• **Requirements**:
[1] Answer these questions from the Scrapy tutorial excerpt, one answer per line, marked the same way:
(a) What name does the startproject command give the new project?
(b) Which command is used to create the spider?
(c) Which kind of selectors does the article use to search data within the HTML tags?
[2] Write out the Scrapy tutorial excerpt again, beginning at the words "Now if you look" and stopping after "for the data.", and replace each "start_urls" with "seed_urls".

• **Text excerpt**:
※ ※ ※

Creating a New Scrapy Project
To scrape websites with Scrapy, the first step is to create a Scrapy Project. The following command will create a new Scrapy project named pl_teams in your specified directory:
$ scrapy startproject pl_teams
Now if you navigate to the project directory, you should see the following directory structure:
You can see that inside the pl_teams folder, there is sub-folder with the same name pl_teams. Inside the sub-folder there is a folder called spiders. Spiders in web-scraping refer to a piece of code that actually defines the scraping logic.
Creating spiders
Once a Scrapy project has been created, the next step is to create the spider that will crawl the Wikipedia website that contains list of Premier League teams. The following script creates a spider named pl_spider. Remember, the following command should be executed at the same directory level as the spiders folder.
$ scrapy genspider pl_spider en.wikipedia.org/wiki/List_of_Premier_League_clubs
In the script above, we use the scrapy genspider command to create a spider named pl_spider, which crawls the website en.wikipedia.org/wiki/List_of_Premier_League_clubs.
Now if you look at the directory structure, you should see the file pl_spider.py inside the spiders folder.
Scraping Team names
As a first step, you will see how to scrape team names. Open the pl_spiders.py file and make the following changes in the file:
# -*- coding: utf-8 -*-
import scrapy
class PlSpiderSpider(scrapy.Spider):
name = 'pl_spider'
allowed_domains = ['en.wikipedia.org']
start_urls = ['https://en.wikipedia.org/wiki/List_of_Premier_League_clubs']
def parse(self, response):
pass
Here the allowed_domains list contains the list of domains that will be searched for the data that we want to scrape. The start_urls list contains list of URLs, that will be searched for the data.
The scraping logic should be defined inside the parse() method since the parse() method is executed whenever a spider is run.
Web pages contain information inside HTML tags. Therefore, we have to search required data within the HTML tags. There are two ways to search data in an HTML document. You can either use CSS Selectors or you can use XPath Selectors. In this article we will use the XPath selectors to search data within the HTML tags. The explanation of the XPath selectors is beyond the scope of this article. I will just explain how the XPath selectors can be used to scrape team names from the Wikipedia page. Look at the following script:
# -*- coding: utf-8 -*-
import scrapy
class PlSpiderSpider(scrapy.Spider):
name = 'pl_spider'
allowed_domains = ['en.wikipedia.org']
start_urls = ['https://en.wikipedia.org/wiki/List_of_Premier_League_clubs']
def parse(self, response):
clubs = response.xpath("/descendant::table[1]/tbody/tr/td[1]//a[not(ancestor::sup)]")

※ ※ ※

• **Raw data**:
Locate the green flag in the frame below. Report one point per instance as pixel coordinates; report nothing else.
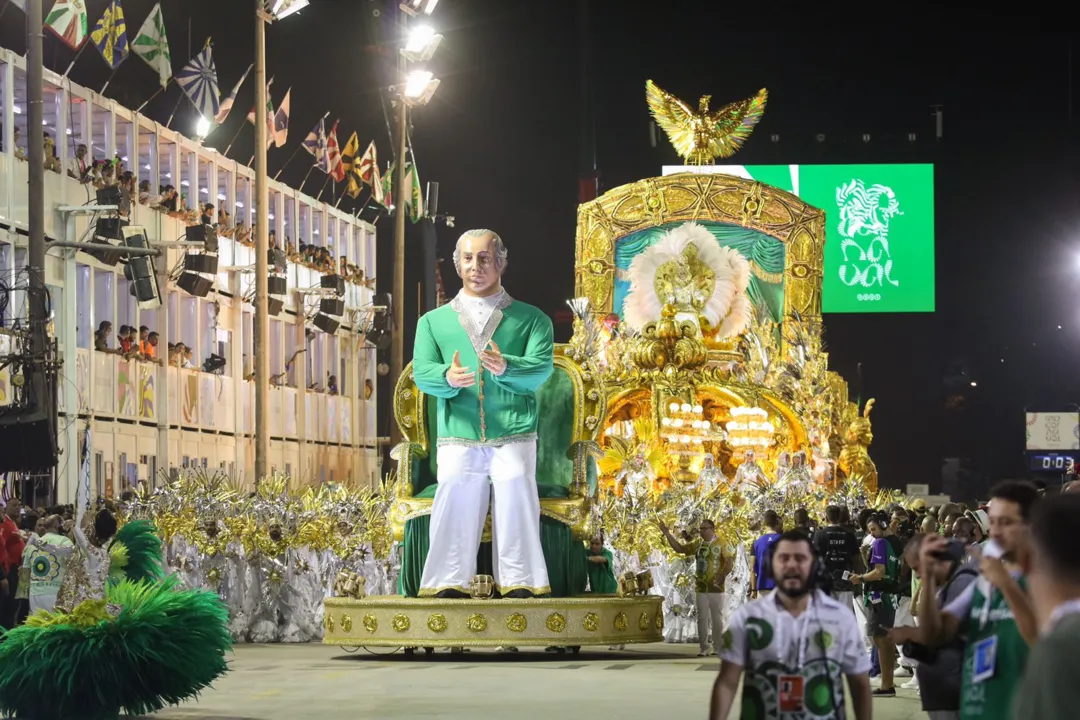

※ ※ ※

• **Outputs for the tasks**:
[1]
(a) pl_teams
(b) scrapy genspider
(c) XPath selectors

[2]
Now if you look at the directory structure, you should see the file pl_spider.py inside the spiders folder.
Scraping Team names
As a first step, you will see how to scrape team names. Open the pl_spiders.py file and make the following changes in the file:
# -*- coding: utf-8 -*-
import scrapy
class PlSpiderSpider(scrapy.Spider):
name = 'pl_spider'
allowed_domains = ['en.wikipedia.org']
seed_urls = ['https://en.wikipedia.org/wiki/List_of_Premier_League_clubs']
def parse(self, response):
pass
Here the allowed_domains list contains the list of domains that will be searched for the data that we want to scrape. The seed_urls list contains list of URLs, that will be searched for the data.